Engineering

Construction Contract Law

These set of laws preside over the operation of government and safeguards the rights of individuals. As such, it is the very system of a well organised society. This essay will examine the importance of Alternative Dispute Resolution in resolving and expediting cases between and among the parties. In order to shed light to this, the case of Burchell v. Mr. and Mrs. Bullard will be used along with relevant provisions of the Housing Grants, Construction and Regeneration Act of 1996, The Woolf Report, Pre-Action Protocol for the Construction and Engineering Disputes and other current and relevant materials to Alternative Dispute Resolution and Construction Contract Law. Among the difficulties encountered in forming this paper was that due to the relatively new case of Burchell, materials used for this paper are limited to current case laws and articles which relates to the case.

— TASK OBJECTIVE —
From the construction contract law essay, copy out the passage from "These set of" to "to the case." word for word.

— DATA SEGMENT —
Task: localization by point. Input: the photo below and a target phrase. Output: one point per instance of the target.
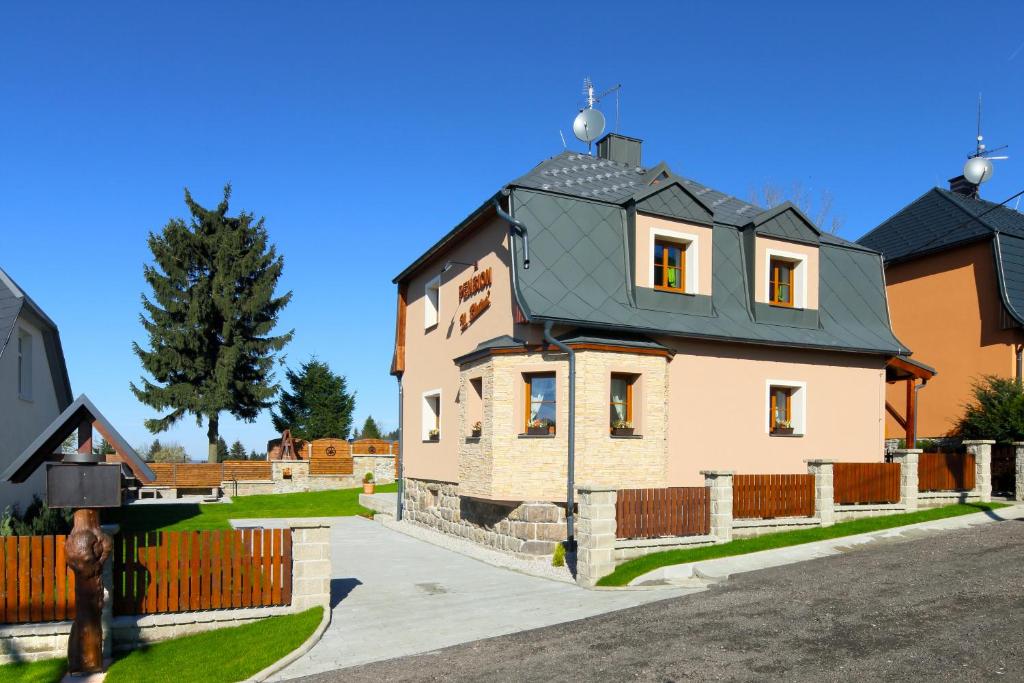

— ANSWER TO THE TASK —
These set of laws preside over the operation of government and safeguards the rights of individuals. As such, it is the very system of a well organised society. This essay will examine the importance of Alternative Dispute Resolution in resolving and expediting cases between and among the parties. In order to shed light to this, the case of Burchell v. Mr. and Mrs. Bullard will be used along with relevant provisions of the Housing Grants, Construction and Regeneration Act of 1996, The Woolf Report, Pre-Action Protocol for the Construction and Engineering Disputes and other current and relevant materials to Alternative Dispute Resolution and Construction Contract Law. Among the difficulties encountered in forming this paper was that due to the relatively new case of Burchell, materials used for this paper are limited to current case laws and articles which relates to the case.